Extracted records:
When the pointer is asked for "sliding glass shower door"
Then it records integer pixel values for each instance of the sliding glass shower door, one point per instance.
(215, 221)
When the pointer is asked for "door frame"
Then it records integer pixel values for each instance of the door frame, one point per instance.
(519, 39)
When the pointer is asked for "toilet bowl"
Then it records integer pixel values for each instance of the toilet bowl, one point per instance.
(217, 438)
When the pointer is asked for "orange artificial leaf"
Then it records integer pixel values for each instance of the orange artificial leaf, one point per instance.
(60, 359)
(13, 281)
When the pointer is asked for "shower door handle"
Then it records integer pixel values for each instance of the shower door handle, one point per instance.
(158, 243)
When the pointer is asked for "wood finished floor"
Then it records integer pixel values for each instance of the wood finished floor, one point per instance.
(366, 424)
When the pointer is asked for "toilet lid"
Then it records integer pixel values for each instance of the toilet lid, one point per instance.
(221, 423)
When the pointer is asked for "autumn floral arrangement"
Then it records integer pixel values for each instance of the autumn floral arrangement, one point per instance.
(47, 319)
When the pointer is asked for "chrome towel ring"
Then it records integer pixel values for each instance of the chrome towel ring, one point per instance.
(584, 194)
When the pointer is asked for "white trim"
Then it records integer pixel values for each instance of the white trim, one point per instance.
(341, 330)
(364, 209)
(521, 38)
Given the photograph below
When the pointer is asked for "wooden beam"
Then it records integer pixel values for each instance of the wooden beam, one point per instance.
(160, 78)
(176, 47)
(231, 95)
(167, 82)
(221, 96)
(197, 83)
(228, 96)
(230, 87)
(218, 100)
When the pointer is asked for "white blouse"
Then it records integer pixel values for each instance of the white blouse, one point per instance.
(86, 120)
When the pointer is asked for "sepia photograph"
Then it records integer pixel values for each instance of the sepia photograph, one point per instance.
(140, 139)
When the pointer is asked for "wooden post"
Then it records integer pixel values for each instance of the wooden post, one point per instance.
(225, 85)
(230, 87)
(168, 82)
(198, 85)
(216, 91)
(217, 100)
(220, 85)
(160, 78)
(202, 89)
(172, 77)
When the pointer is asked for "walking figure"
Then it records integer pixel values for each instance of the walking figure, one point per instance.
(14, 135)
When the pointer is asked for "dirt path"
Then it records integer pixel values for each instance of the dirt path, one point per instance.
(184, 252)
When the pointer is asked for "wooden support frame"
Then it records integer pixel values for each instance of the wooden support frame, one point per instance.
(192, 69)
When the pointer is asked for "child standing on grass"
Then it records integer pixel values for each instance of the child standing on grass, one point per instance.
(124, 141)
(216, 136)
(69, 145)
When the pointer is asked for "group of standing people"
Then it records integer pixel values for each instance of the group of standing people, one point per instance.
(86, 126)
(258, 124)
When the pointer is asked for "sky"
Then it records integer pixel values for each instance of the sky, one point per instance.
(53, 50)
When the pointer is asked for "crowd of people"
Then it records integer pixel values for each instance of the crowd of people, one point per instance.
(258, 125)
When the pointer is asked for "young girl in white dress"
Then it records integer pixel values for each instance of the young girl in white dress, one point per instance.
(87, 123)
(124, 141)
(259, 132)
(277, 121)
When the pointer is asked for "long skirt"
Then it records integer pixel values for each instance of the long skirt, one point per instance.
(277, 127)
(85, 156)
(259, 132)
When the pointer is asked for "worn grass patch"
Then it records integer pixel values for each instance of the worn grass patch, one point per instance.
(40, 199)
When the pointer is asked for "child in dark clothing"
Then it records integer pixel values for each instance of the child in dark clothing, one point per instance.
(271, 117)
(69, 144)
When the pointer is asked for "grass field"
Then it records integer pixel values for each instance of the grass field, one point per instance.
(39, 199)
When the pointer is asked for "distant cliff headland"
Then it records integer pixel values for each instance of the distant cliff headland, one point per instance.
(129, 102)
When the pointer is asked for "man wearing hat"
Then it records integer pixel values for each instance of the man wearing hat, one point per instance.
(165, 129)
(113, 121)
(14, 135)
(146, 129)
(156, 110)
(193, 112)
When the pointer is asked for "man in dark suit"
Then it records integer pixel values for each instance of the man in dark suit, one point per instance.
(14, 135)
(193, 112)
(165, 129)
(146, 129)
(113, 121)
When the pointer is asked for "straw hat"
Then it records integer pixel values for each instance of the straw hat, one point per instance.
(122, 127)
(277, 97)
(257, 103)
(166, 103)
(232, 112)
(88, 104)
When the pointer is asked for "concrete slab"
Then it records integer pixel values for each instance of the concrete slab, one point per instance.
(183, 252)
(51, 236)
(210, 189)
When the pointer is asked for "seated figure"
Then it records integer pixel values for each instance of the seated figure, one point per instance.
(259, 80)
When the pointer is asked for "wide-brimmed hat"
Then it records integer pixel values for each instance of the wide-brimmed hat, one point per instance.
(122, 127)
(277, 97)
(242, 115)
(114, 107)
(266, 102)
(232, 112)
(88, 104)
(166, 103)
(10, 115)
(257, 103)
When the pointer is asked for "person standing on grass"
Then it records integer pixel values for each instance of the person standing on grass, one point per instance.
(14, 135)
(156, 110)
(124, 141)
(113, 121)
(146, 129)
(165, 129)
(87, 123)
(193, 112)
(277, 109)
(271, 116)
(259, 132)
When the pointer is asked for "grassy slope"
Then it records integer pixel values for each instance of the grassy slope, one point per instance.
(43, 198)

What is expected
Transcribe every entry exactly, omitting nothing.

Problem solution
When the pointer is asked for "sliding glass shower door"
Then it records integer pixel values for each instance of the sliding glass shower door, one point per instance.
(215, 221)
When the pointer is asked for "door frame"
Then it records integer pixel values for each instance of the door frame, one point per instance.
(519, 39)
When the pointer is asked for "toilet bowl"
Then it records integer pixel values for each instance of the toilet bowl, one point per instance.
(217, 438)
When the pointer is asked for "orange artificial leaf"
Then it records integer pixel values for each instance of the orange artificial leaf, one point per instance.
(60, 359)
(13, 281)
When the pointer is asked for "shower door handle"
Then it records integer pixel values for each instance of the shower door handle, one point per instance.
(158, 243)
When the pointer is asked for "wood finished floor"
Then it records integer pixel values for each instance of the wood finished floor, one point per instance.
(366, 424)
When the pointer is asked for "toilet lid"
Then it records integer pixel values for each instance of the toilet lid, one point per instance.
(221, 423)
When the pointer is asked for "autumn floral arrangement"
Then it records integer pixel values for each instance of the autumn floral arrangement, one point per instance.
(47, 319)
When the pointer is asked for "chrome towel ring"
Then it records integer pixel values for each instance of the chrome towel ring, one point per instance.
(584, 194)
When the pointer is asked for "white trim"
Then it records integer pixel values for each instance of the white trim, one point per instance.
(341, 330)
(364, 209)
(521, 38)
Given the photograph below
When the pointer is asked for "wooden beam"
Then it records integer pixel values for each instance of the wooden beam, one point per instance.
(160, 78)
(176, 47)
(231, 95)
(167, 82)
(221, 96)
(197, 83)
(228, 96)
(230, 87)
(218, 100)
When the pointer is asked for "white blouse"
Then it records integer pixel values for each instance of the white blouse, one point per instance.
(86, 120)
When the pointer is asked for "sepia photograph"
Then it records integer pixel values for each instance of the sepia photograph, one point per instance.
(140, 139)
When the pointer is asked for "wooden post"
Then it records integer pixel values for each instance of the wooden post, one point per instance.
(225, 85)
(230, 87)
(168, 82)
(198, 85)
(216, 91)
(217, 100)
(220, 85)
(160, 78)
(202, 89)
(172, 77)
When the pointer is asked for "walking figure"
Then it records integer pixel values for each instance of the walking figure, one point per instance.
(14, 135)
When the pointer is asked for "dirt path"
Then it records integer pixel values for each instance of the dirt path, one point per instance.
(184, 252)
When the pointer is asked for "wooden support frame"
Then it records integer pixel values for each instance of the wooden support frame, one point per instance.
(192, 69)
When the pointer is asked for "child standing on grass"
Then it records integer pixel values for each instance of the child standing on grass, one point per instance.
(124, 141)
(216, 136)
(69, 145)
When the pointer is asked for "group of standing people"
Then it records integer pixel values for each instance of the group of standing people, one point per instance.
(86, 126)
(258, 124)
When the pointer is asked for "sky"
Then it records integer pixel values for each instance of the sky, one point per instance.
(53, 50)
When the pointer is asked for "crowd of people"
Then it records integer pixel values for each instance of the crowd of people, one point per instance.
(258, 125)
When the pointer is asked for "young girl in white dress"
Then it records integer pixel values for each instance of the young girl in white dress, one point per instance.
(87, 123)
(124, 141)
(259, 132)
(277, 121)
When the pointer is asked for "long skirt"
Then it records integer pixel values for each instance of the long skirt, one point per instance.
(277, 127)
(85, 156)
(259, 132)
When the pointer is asked for "worn grass patch"
Then it records integer pixel values for each instance of the worn grass patch, one point per instance.
(40, 199)
When the pointer is asked for "child in dark clothing"
Then it records integer pixel values for each instance of the child in dark clothing, one point per instance.
(271, 117)
(69, 144)
When the pointer is asked for "grass field"
Then it records integer pixel values for each instance of the grass field, one point per instance.
(39, 199)
When the pointer is asked for "distant cliff headland"
Then it records integer pixel values for each instance of the distant cliff headland, one point per instance.
(129, 102)
When the pointer is asked for "man wearing hat"
Then it records integer pixel values for each instance of the man wearing hat, one point per instance.
(165, 129)
(113, 121)
(14, 135)
(146, 129)
(156, 110)
(193, 112)
When the pointer is asked for "man in dark suit"
Then it records integer pixel values for each instance of the man in dark suit, one point per instance.
(14, 135)
(193, 112)
(165, 129)
(146, 129)
(113, 121)
When the pointer is asked for "straw hat"
Then it records integer pixel values for each instance of the straw hat, one point per instance.
(122, 127)
(277, 97)
(257, 103)
(166, 103)
(232, 112)
(88, 104)
When the pointer is asked for "concrete slab"
Then it records integer pixel values for each instance of the concrete slab, one point per instance.
(183, 252)
(51, 236)
(210, 189)
When the pointer is asked for "seated figure"
Then it records integer pixel values for each instance of the seated figure, one point per instance.
(259, 80)
When the pointer is asked for "wide-brimmed hat"
Then it records integer pixel values for each instance of the wide-brimmed hat, one point per instance.
(122, 127)
(277, 97)
(242, 115)
(114, 107)
(266, 102)
(232, 112)
(88, 104)
(166, 103)
(10, 115)
(257, 103)
When the pointer is asked for "person standing on grass"
Then it records integer pixel values for each instance of the person standing on grass, one point per instance.
(14, 135)
(156, 110)
(124, 141)
(113, 121)
(146, 129)
(165, 129)
(87, 123)
(193, 112)
(277, 109)
(271, 116)
(259, 132)
When the pointer is asked for "grassy slope"
Then it records integer pixel values for each instance of the grassy slope, one point per instance.
(43, 198)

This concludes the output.